DIRECTIONS:
Count the lines in the data below that have "headboard" in them, and reply with only that number.
━━━━━ RAW DATA
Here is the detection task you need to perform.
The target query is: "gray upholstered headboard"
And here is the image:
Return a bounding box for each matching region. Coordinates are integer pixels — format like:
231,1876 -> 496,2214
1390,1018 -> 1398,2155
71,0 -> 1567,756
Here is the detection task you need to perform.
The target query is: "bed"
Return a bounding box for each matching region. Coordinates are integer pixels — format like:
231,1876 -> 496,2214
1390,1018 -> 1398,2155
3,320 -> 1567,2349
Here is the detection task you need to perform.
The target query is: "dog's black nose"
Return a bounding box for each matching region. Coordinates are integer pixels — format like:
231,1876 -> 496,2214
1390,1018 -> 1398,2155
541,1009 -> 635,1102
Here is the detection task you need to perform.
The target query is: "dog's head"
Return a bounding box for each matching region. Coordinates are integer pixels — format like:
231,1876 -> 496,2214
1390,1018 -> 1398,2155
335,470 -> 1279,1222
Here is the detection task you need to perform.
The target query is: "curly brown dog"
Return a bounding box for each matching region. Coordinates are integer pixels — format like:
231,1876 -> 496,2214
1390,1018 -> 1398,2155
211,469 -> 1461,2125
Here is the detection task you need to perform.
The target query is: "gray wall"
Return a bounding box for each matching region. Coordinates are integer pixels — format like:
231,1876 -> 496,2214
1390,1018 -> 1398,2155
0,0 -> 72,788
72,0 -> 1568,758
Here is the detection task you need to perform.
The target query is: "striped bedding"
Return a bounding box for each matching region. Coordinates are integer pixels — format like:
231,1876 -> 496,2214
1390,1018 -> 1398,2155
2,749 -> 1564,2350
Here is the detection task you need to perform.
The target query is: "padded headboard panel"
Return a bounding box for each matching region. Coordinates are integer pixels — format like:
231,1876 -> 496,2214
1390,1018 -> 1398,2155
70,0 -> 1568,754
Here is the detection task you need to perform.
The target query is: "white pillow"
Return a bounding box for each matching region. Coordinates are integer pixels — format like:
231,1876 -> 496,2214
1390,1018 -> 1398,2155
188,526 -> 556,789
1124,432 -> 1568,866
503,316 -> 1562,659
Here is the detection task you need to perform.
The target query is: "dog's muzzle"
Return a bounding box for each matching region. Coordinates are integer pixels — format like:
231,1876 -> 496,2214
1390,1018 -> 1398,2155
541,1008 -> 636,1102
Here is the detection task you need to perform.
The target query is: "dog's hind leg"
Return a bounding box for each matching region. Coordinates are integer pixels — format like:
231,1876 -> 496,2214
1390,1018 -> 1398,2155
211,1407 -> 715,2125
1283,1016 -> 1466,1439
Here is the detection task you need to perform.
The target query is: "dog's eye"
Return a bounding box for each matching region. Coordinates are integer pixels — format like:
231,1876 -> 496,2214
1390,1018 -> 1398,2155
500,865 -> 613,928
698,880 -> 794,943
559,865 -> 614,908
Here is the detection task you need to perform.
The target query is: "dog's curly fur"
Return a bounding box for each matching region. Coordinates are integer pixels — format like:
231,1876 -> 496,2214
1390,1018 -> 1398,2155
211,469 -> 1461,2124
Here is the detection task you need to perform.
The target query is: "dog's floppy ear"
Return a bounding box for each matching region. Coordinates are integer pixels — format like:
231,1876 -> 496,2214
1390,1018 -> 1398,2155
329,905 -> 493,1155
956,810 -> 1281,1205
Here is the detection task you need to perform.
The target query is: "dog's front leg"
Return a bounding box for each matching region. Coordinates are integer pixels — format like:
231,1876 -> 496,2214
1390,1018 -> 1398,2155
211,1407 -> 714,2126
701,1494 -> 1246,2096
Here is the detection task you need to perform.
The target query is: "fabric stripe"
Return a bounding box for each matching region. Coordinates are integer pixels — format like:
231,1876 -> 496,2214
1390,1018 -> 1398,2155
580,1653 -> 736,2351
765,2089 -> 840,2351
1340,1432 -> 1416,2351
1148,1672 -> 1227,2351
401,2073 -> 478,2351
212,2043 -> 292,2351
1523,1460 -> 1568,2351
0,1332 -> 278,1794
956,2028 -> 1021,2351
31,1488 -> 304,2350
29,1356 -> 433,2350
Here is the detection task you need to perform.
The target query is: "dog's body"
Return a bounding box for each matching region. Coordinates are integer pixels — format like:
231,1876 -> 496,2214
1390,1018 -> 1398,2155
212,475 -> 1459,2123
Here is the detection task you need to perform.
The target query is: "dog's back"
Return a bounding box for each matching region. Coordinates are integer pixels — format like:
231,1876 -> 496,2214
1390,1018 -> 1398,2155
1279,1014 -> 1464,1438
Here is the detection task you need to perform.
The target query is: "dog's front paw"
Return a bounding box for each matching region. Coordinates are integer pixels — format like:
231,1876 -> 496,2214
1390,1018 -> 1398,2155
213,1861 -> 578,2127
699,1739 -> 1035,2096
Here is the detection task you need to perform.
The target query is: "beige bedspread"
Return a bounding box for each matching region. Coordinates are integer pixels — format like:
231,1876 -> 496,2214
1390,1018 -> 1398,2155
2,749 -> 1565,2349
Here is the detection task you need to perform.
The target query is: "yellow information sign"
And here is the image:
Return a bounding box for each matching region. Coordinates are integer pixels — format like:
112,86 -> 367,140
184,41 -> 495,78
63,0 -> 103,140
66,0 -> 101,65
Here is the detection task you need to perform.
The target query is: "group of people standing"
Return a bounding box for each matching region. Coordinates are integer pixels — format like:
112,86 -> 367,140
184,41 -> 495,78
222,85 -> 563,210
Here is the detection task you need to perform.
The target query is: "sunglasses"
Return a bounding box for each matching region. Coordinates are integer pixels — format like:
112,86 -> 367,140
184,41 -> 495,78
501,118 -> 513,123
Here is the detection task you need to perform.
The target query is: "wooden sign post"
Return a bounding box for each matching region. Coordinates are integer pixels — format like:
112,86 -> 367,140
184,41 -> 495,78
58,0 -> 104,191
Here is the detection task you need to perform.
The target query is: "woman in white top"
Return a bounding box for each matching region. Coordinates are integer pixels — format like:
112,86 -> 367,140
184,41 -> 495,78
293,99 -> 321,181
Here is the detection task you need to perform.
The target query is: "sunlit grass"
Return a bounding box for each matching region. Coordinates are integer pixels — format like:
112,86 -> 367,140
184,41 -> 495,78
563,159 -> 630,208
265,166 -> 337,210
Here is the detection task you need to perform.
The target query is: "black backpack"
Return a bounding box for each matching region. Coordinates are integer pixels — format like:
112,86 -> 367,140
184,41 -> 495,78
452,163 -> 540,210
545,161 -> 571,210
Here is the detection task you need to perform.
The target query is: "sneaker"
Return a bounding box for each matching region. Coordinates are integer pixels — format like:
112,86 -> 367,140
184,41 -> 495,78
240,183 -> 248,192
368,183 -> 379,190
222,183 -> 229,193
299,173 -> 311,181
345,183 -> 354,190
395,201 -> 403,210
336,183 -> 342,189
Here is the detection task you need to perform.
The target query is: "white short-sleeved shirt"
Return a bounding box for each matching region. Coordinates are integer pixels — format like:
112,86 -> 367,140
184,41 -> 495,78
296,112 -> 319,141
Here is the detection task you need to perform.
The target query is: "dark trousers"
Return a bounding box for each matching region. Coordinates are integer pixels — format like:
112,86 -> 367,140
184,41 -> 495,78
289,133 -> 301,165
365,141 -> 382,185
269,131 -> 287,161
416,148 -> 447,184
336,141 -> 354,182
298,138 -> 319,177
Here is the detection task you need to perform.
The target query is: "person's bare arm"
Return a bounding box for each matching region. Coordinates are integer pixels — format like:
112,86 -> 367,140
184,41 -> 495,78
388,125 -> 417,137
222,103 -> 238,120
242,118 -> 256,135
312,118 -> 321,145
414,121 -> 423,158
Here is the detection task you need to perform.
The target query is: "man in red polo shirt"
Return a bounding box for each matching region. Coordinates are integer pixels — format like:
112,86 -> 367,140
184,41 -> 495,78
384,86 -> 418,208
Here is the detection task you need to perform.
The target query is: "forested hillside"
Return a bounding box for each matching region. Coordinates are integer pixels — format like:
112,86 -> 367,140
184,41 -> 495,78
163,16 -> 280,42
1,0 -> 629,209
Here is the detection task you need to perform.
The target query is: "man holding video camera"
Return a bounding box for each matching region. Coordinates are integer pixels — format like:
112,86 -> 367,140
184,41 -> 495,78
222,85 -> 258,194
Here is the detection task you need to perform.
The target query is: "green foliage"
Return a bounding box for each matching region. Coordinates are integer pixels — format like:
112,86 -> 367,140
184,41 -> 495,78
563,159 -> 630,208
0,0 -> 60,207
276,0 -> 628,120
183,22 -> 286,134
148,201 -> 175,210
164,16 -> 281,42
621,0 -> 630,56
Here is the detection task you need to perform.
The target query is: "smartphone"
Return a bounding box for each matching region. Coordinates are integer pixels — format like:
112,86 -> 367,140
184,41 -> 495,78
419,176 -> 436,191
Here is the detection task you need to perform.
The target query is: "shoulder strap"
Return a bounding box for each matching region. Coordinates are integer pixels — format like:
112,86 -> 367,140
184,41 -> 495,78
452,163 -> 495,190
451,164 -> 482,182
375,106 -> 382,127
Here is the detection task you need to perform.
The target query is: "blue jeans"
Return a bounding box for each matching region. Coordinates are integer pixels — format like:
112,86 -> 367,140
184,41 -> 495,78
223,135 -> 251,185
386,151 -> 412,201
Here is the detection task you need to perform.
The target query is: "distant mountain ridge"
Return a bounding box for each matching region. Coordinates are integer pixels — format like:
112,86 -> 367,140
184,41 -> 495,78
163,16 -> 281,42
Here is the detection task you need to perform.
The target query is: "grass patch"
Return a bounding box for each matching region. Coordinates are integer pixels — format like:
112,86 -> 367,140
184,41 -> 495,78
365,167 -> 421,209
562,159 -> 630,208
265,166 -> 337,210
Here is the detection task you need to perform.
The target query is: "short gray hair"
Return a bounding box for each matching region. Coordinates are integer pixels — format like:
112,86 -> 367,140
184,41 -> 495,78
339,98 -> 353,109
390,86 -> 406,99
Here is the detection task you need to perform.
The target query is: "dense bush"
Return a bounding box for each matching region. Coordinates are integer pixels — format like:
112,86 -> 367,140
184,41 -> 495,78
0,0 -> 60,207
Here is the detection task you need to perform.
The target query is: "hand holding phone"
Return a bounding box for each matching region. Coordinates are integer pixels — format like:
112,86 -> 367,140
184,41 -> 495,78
━━━━━━━━━━
WORKED SOLUTION:
2